======== EXTRACTED MATERIAL ========
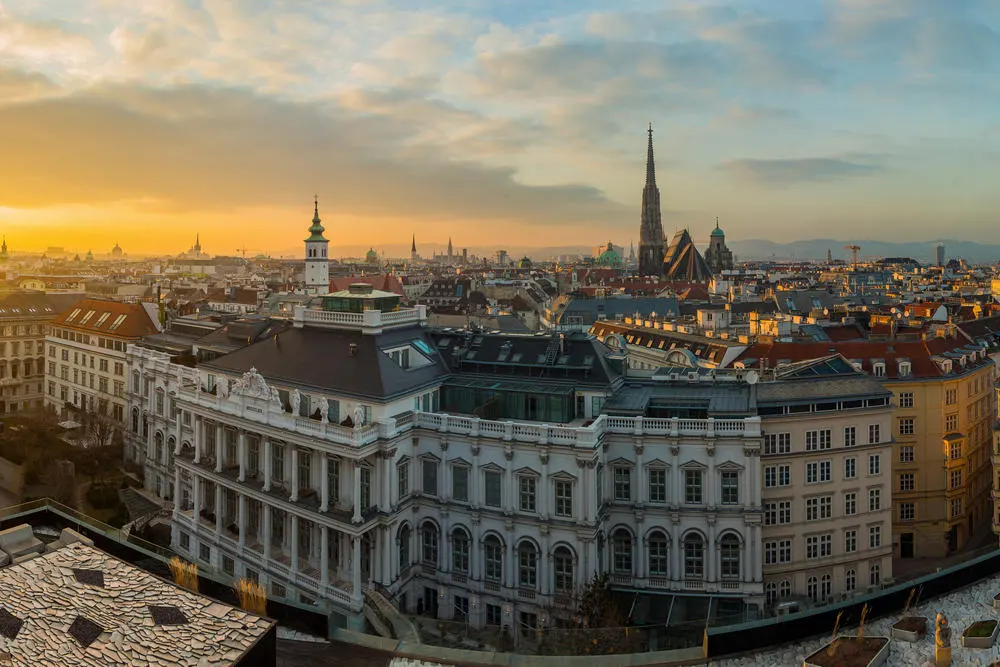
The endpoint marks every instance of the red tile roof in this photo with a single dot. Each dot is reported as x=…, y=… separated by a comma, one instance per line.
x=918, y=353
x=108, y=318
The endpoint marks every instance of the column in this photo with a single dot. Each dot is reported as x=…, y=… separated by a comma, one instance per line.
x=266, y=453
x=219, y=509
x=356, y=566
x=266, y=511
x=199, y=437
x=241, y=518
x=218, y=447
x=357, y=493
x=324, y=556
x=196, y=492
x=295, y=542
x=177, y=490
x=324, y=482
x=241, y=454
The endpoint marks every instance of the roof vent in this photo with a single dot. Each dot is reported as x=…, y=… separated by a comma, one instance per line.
========
▶ _TASK DIRECTIONS_
Please arrange every line of the items above as a numbered list, skipping any blank lines and leaving out the pictures.

▶ _ANSWER TO THE TASK_
1. The endpoint marks every instance of the red tile roof in this photo with a single dot. Each dot is reported as x=…, y=… separated by a comma, one instance per line.
2. x=918, y=353
3. x=108, y=318
4. The endpoint marks every instance of the column in this photo with a single dot. Each dot is reported as x=…, y=… separated by a comma, one instance per line.
5. x=266, y=453
6. x=219, y=509
7. x=356, y=566
8. x=266, y=511
9. x=199, y=437
10. x=241, y=518
11. x=218, y=447
12. x=357, y=493
13. x=324, y=556
14. x=196, y=492
15. x=295, y=542
16. x=177, y=490
17. x=324, y=482
18. x=241, y=454
19. The endpoint marks every instance of the roof vent in this photo with a single dot. Each dot is reported as x=…, y=… separated by a comma, one instance per line.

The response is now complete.